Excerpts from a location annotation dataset

# # # # #

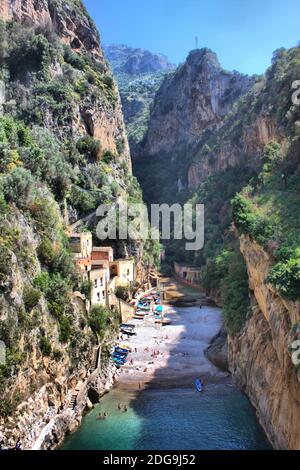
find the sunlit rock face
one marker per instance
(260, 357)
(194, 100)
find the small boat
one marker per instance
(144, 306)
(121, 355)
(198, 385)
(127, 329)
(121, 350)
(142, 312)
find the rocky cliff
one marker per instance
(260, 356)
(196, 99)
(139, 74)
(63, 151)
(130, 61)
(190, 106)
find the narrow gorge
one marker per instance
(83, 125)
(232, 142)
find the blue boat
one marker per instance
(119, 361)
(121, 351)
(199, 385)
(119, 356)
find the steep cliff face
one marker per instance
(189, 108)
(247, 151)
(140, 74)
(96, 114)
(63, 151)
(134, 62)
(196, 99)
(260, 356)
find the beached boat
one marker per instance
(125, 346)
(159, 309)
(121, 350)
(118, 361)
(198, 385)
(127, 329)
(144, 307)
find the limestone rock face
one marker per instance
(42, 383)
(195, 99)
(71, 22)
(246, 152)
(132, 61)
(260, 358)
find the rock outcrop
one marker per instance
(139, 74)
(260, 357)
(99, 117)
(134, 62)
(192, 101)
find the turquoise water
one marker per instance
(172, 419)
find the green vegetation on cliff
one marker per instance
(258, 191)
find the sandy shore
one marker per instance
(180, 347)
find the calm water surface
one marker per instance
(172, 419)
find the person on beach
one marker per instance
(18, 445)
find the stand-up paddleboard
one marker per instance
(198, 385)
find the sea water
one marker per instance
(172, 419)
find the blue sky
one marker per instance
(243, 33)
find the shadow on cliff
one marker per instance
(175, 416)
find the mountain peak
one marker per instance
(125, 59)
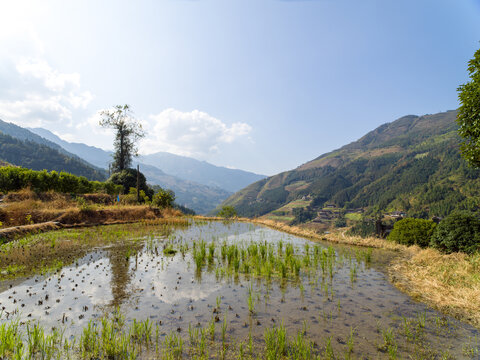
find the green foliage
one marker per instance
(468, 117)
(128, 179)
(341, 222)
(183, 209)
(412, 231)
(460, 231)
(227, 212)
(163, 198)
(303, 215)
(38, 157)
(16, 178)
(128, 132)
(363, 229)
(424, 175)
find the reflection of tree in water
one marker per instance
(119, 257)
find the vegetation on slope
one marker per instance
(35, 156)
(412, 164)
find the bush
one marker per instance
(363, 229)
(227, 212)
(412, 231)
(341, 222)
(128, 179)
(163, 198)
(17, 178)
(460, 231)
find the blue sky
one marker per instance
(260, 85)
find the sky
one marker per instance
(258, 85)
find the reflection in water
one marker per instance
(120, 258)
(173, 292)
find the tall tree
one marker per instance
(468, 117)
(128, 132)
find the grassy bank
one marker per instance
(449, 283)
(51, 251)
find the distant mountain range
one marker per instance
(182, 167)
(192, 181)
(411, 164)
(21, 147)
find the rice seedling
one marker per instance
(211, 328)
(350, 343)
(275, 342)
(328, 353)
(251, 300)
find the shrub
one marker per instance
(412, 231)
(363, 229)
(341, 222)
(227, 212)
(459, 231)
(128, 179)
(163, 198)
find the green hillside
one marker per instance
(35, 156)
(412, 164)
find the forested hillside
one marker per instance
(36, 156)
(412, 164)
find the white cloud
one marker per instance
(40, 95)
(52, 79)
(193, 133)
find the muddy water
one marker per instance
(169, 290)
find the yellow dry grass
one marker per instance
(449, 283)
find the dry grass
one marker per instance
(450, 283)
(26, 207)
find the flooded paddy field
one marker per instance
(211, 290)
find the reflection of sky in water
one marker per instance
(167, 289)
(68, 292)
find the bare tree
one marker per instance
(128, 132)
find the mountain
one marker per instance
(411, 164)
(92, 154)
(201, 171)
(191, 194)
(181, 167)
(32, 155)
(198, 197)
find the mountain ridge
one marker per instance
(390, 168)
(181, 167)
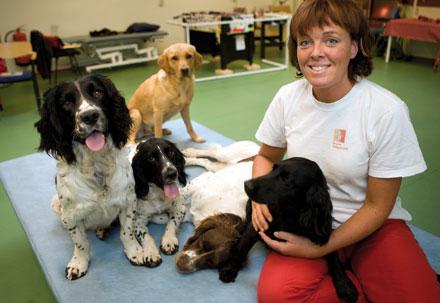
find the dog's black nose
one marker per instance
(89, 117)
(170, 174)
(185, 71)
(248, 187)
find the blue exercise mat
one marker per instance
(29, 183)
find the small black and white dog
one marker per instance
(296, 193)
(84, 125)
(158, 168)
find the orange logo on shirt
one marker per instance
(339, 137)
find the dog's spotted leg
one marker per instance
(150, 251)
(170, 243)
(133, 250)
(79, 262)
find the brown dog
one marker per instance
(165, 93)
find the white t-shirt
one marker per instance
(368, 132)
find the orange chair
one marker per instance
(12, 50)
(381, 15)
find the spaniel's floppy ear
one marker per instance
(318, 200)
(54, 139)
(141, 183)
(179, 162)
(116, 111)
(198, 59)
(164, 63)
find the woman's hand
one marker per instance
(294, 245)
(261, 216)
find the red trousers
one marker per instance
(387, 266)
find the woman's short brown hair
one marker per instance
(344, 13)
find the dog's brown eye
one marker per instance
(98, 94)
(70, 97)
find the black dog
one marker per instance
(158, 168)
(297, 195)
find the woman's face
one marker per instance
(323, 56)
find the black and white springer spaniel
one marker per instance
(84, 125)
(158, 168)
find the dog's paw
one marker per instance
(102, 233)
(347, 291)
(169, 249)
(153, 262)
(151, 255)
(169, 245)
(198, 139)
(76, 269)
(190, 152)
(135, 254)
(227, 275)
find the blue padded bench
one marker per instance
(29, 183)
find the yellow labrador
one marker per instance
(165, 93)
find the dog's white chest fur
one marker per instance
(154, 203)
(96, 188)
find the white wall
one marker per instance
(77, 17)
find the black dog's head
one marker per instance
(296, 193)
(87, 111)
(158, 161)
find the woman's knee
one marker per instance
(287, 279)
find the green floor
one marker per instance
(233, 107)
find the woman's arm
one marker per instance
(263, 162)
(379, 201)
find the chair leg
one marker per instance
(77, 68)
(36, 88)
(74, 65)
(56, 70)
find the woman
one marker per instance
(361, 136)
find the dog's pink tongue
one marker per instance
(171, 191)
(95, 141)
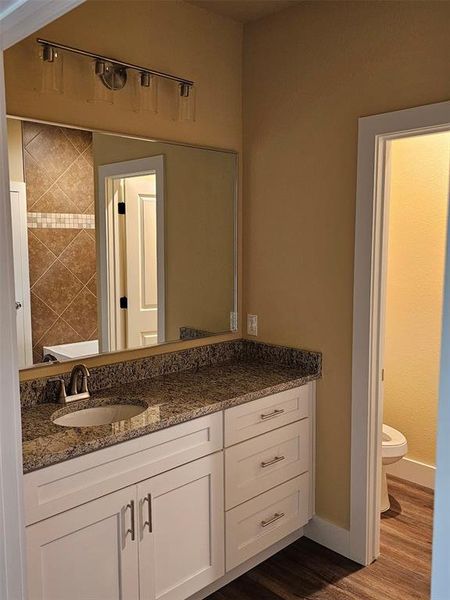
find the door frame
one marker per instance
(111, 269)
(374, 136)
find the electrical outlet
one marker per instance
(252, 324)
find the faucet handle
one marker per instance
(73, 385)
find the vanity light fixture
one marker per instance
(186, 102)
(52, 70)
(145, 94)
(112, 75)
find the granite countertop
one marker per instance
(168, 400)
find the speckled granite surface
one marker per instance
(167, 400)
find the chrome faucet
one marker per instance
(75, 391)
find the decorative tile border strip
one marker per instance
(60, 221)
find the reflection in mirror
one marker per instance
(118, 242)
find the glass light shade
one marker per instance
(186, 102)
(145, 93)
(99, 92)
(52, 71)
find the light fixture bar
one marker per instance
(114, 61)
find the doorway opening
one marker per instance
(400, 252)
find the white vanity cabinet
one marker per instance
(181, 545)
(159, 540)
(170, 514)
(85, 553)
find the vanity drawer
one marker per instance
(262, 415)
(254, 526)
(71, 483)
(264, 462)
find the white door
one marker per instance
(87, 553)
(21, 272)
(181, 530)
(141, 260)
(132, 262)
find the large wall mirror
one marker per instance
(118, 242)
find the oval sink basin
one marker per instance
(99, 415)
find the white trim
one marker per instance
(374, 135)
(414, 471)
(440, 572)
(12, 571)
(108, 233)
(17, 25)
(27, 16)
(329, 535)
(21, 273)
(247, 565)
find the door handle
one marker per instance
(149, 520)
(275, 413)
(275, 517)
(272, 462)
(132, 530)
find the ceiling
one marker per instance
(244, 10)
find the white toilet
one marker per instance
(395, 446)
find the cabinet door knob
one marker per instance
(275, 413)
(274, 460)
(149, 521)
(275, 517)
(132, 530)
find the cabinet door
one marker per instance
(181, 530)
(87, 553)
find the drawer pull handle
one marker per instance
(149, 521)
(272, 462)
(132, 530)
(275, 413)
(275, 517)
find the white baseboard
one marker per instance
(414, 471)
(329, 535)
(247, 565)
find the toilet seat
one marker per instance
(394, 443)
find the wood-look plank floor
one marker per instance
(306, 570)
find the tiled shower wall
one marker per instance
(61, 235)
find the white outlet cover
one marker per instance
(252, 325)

# # # # #

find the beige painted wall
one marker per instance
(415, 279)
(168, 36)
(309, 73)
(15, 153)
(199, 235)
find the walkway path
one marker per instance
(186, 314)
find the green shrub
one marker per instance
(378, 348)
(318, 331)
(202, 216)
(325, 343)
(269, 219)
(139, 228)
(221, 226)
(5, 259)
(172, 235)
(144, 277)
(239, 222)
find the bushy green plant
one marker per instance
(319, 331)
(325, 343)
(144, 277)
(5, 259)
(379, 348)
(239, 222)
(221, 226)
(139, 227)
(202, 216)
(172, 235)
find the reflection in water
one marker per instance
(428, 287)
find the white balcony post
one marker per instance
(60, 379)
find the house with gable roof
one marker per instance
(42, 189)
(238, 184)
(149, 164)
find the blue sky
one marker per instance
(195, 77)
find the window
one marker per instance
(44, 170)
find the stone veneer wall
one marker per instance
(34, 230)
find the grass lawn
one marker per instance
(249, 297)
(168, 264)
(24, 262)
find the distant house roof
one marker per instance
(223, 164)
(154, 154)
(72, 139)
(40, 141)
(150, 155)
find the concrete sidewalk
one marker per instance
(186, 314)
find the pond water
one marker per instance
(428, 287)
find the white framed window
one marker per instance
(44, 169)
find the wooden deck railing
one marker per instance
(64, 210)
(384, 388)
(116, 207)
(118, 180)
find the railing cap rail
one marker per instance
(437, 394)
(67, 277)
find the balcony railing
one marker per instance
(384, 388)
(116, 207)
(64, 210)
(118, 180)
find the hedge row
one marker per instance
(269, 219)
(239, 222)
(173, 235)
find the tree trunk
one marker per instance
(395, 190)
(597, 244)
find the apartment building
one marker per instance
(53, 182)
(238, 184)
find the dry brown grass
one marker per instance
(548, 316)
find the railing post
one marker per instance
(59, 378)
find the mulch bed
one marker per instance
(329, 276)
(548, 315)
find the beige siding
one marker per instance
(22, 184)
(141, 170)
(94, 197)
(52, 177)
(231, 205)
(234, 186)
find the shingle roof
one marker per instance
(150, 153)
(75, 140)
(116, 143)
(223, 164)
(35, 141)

# # # # #

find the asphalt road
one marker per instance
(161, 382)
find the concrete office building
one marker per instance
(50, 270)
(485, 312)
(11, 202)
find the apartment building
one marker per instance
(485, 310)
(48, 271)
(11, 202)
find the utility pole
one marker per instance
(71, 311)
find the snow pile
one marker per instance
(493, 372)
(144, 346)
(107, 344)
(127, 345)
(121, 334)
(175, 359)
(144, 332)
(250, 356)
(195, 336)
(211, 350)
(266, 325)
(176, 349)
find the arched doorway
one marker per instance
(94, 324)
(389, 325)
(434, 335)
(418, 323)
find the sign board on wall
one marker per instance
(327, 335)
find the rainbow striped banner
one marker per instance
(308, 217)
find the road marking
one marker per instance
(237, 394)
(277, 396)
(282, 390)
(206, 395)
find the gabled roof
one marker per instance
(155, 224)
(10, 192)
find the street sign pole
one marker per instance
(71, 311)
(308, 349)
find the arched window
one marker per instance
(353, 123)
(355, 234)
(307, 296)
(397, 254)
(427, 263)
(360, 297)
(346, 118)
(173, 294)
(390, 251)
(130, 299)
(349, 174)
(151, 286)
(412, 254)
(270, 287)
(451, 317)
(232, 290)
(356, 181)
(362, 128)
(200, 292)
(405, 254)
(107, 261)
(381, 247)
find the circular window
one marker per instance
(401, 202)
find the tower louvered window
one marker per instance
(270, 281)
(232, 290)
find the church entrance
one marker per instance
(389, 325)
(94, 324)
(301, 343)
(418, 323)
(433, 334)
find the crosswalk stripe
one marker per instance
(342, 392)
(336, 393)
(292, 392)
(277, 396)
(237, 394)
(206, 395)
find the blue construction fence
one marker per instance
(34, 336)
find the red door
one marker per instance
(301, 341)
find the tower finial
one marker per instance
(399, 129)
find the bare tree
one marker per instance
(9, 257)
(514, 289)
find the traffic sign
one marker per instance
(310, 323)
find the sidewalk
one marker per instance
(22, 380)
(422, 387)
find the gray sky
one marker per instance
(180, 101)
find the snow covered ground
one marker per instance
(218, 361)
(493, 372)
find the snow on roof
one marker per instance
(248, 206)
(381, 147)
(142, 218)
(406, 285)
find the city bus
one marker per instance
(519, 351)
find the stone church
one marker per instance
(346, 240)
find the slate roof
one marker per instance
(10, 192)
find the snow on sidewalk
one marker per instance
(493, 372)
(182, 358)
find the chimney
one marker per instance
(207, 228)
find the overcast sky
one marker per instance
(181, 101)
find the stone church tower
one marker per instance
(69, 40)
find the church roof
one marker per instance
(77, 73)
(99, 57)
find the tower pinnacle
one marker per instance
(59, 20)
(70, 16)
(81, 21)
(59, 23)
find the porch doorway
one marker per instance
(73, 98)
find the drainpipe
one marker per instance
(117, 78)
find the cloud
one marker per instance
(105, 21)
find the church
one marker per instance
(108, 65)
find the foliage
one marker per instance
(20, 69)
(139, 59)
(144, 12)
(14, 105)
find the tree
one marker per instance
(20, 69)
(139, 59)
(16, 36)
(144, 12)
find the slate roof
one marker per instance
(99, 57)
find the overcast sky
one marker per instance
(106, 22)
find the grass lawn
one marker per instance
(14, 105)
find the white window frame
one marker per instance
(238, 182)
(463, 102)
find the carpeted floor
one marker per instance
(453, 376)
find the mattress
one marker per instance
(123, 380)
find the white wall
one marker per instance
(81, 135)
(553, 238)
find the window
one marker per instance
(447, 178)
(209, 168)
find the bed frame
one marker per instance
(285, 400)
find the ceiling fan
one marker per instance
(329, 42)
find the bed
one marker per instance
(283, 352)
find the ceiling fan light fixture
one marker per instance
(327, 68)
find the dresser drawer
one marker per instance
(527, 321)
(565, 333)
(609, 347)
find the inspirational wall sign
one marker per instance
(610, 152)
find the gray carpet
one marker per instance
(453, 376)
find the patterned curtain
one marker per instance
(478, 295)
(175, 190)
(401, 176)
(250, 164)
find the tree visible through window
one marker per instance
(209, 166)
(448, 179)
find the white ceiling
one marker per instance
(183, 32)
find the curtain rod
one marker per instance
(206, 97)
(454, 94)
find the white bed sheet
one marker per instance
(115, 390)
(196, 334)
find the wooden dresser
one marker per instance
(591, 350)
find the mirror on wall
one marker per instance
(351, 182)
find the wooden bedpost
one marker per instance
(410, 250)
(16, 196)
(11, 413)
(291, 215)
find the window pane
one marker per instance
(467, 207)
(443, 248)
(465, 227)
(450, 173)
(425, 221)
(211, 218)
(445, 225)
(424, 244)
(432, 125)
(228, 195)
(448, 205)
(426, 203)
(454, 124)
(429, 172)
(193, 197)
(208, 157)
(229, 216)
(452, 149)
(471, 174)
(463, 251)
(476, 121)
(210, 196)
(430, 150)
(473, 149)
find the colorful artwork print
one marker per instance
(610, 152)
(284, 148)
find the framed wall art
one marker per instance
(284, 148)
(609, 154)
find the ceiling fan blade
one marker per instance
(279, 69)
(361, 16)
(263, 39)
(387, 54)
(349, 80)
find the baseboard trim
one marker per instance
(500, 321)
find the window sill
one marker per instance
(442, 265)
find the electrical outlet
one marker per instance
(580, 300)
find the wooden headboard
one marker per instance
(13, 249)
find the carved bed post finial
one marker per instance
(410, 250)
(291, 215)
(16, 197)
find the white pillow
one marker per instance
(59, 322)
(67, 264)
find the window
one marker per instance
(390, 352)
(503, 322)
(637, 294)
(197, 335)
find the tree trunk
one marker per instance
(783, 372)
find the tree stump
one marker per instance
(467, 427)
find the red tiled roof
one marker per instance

# # # # #

### GOAL OF THE EXERCISE
Please tally the lines in the material above that contain the word "brown". Give only the number.

### REPLY
4